The line containing "Query: bark fissure" marks the start; repeat it and every following line exactly through the end of the entries.

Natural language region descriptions
☆ ☆ ☆ ☆ ☆ ☆ ☆
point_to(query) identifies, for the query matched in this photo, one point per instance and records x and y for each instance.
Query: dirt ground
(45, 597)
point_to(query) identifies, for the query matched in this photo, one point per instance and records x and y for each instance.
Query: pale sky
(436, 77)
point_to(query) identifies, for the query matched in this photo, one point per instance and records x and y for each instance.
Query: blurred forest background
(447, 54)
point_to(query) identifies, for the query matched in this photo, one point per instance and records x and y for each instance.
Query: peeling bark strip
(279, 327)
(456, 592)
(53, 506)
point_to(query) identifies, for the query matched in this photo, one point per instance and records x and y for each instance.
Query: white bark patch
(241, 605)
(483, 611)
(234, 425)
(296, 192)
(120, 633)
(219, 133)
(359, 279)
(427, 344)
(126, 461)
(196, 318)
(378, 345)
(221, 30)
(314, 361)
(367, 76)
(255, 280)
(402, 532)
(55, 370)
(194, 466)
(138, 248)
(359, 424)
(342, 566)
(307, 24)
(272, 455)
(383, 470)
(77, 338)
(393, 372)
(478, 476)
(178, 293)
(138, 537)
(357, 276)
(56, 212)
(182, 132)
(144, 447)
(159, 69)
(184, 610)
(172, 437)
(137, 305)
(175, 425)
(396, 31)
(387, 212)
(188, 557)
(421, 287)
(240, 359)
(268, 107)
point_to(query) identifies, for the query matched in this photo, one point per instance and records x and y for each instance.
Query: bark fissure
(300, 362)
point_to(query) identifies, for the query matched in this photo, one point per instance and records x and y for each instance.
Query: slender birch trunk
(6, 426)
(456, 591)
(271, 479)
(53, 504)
☆ ☆ ☆ ☆ ☆ ☆ ☆
§ **THE ANSWER**
Query: bark fissure
(300, 362)
point_to(query) identifies, for the query matched in this photo, one point per instance and records x and y for each instance.
Query: slender birch trunk
(6, 426)
(456, 591)
(271, 479)
(53, 504)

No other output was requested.